## BEGIN

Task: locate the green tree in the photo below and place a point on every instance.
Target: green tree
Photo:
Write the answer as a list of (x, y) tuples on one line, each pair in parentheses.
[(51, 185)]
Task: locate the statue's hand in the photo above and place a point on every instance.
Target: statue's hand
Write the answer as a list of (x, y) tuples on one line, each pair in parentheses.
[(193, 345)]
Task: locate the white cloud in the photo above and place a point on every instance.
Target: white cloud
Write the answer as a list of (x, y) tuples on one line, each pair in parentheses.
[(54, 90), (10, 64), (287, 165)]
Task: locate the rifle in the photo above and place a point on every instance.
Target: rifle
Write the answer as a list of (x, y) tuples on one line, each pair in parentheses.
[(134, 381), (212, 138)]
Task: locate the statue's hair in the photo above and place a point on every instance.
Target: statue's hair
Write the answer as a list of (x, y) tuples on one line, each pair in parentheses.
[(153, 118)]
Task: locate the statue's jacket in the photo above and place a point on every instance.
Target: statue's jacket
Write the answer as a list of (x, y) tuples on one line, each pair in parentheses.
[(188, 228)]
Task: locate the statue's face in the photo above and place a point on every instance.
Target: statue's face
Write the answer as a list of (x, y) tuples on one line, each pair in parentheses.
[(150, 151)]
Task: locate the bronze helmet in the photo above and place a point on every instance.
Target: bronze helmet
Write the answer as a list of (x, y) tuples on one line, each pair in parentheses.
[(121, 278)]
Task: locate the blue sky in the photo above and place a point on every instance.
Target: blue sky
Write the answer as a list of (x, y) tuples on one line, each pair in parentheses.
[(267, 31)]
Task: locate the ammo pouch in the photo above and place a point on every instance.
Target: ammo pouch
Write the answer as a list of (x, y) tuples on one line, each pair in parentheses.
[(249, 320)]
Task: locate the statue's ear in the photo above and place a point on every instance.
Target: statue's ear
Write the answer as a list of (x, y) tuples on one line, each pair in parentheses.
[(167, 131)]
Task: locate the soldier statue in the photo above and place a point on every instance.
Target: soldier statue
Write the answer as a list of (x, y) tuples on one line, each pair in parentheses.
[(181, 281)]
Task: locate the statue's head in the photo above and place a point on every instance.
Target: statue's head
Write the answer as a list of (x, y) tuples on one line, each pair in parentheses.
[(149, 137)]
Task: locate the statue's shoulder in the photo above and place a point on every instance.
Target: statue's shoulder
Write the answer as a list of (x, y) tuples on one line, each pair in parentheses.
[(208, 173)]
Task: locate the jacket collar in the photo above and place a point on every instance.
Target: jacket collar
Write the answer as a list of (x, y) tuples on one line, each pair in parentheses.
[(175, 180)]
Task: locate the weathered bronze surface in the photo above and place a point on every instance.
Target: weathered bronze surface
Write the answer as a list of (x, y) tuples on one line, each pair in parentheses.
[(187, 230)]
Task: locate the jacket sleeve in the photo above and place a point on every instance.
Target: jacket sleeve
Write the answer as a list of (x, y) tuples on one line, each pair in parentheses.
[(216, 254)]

## END

## Work to complete
Copy every line of the data from the line containing "Task: locate the statue's hair" through the line containing "[(121, 278)]", both included. Scale each x and y coordinate in the bracketed answers by 0.25 and round it to a whole number, with halves rounded up.

## Answer to this task
Task: locate the statue's hair in the photo above and place a point on every instance.
Target: statue's hair
Write the answer as a list of (x, y) tuples on one line, each pair in parentheses.
[(38, 30)]
Task: locate the statue's jacket in the photo above and place a point on every instance.
Target: statue's jacket
Write the answer as a list of (x, y) tuples on one line, each pair in parentheses.
[(47, 57)]
Task: locate the statue's face in the photo above and place a point on every instance.
Target: statue's face
Write the answer as a list of (x, y) tuples on one line, each pair in parentheses.
[(38, 38)]
Task: locate the bronze helmet in the photo above and place a point on every instance.
Target: bronze helmet
Write the answer as a list of (x, y) tuples on one line, each pair in parentheses.
[(30, 70)]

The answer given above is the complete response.